Text shown: Begin

A Religious Guardianship?

Article 7 of Egypt’s constitution of 2014 states that “Al-Azhar is an independent scientific Islamic institution, with exclusive competence over its own affairs. It is the main authority for religious sciences, and Islamic affairs. It is responsible for preaching Islam and disseminating the religious sciences and the Arabic language in Egypt and the world. The state shall provide enough financial allocations to achieve its purposes. Al-Azhar’s Grand Sheikh is independent and cannot be dismissed. The method of appointing the Grand Sheikh from among the members of the Council of Senior Scholars is to be determined by law.” This article raises many questions not only regarding the relationship between the state and Al-Azhar but also in relation to the institution’s religious, social, and cultural impact on Egyptian society. Some activists and human rights advocates criticize this article and consider it anti-democratic. They believe it imposes a sort of religious guardianship on society that affects the freedoms of expression and belief. According to Amr Ezzat, who runs the “Freedom of Religion and Belief” program at the Egyptian Initiative for Personal Freedoms, religious institutions such as Al-Azhar and Dar Al-Ifta impose their authority on everyone in Egypt at the expense of freedom of belief and expression which leads to discrimination.

Between Rebellion and Domestication

Although the Sisi regime claims that it came to power in order to prevent the abuse of religion by Islamists, it relies heavily on religion to advance its political agenda and legitimize its policies. Over the past few years, Dar Al-Ifta has promulgated dozens of fatwas and religious statements to support the regime’s position on Libya, attacking Islamists, and harshly criticizing Turkish President Recep Tayyip Erdoğan. It issued several proclamations in support of the Egyptian government’s policies in combatting the COVID-19 pandemic.

Text shown: End

Your tasks
**a.** From the passage on Al-Azhar, output the words from "Although the Sisi" up to and including "the COVID-19 pandemic.".
**b.** According to the passage on Al-Azhar, who runs the "Freedom of Religion and Belief" program at the Egyptian Initiative for Personal Freedoms?
**c.** Does each statement agree with the passage on Al-Azhar? Answer yes or no and quote the deciding words. (i) Article 7 says Al-Azhar's Grand Sheikh cannot be dismissed. (ii) The constitution that contains Article 7 dates from 2012. (iii) Dar Al-Ifta issued proclamations supporting the government's COVID-19 policies.

Records provided: Begin

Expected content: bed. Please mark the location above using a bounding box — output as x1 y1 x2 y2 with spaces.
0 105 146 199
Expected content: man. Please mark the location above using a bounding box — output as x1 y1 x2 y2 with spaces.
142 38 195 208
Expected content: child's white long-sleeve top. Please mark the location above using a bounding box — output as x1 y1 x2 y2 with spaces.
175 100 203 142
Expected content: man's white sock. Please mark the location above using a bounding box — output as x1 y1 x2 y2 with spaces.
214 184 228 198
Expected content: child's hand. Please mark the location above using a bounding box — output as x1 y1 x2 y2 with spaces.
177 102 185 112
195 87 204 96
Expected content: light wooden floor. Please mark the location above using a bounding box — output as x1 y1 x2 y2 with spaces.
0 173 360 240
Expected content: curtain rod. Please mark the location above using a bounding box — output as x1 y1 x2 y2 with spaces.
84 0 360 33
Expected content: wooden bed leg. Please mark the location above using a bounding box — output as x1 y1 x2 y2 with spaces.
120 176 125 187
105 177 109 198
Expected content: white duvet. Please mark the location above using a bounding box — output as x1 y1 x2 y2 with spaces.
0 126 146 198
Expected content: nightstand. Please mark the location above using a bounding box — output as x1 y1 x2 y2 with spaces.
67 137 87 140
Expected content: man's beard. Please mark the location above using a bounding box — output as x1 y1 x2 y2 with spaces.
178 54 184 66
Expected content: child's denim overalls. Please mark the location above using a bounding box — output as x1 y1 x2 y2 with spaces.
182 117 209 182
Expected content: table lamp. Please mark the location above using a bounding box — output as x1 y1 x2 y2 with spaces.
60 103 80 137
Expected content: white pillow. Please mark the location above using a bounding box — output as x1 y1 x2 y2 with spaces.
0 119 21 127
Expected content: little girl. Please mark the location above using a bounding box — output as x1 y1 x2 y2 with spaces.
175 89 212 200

Records provided: End

Answers for this exercise
**a.**
Although the Sisi regime claims that it came to power in order to prevent the abuse of religion by Islamists, it relies heavily on religion to advance its political agenda and legitimize its policies. Over the past few years, Dar Al-Ifta has promulgated dozens of fatwas and religious statements to support the regime’s position on Libya, attacking Islamists, and harshly criticizing Turkish President Recep Tayyip Erdoğan. It issued several proclamations in support of the Egyptian government’s policies in combatting the COVID-19 pandemic.

**b.** Amr Ezzat.

**c.**
(i) Yes: "Al-Azhar’s Grand Sheikh is independent and cannot be dismissed."
(ii) No: "Article 7 of Egypt’s constitution of 2014"
(iii) Yes: "It issued several proclamations in support of the Egyptian government’s policies in combatting the COVID-19 pandemic."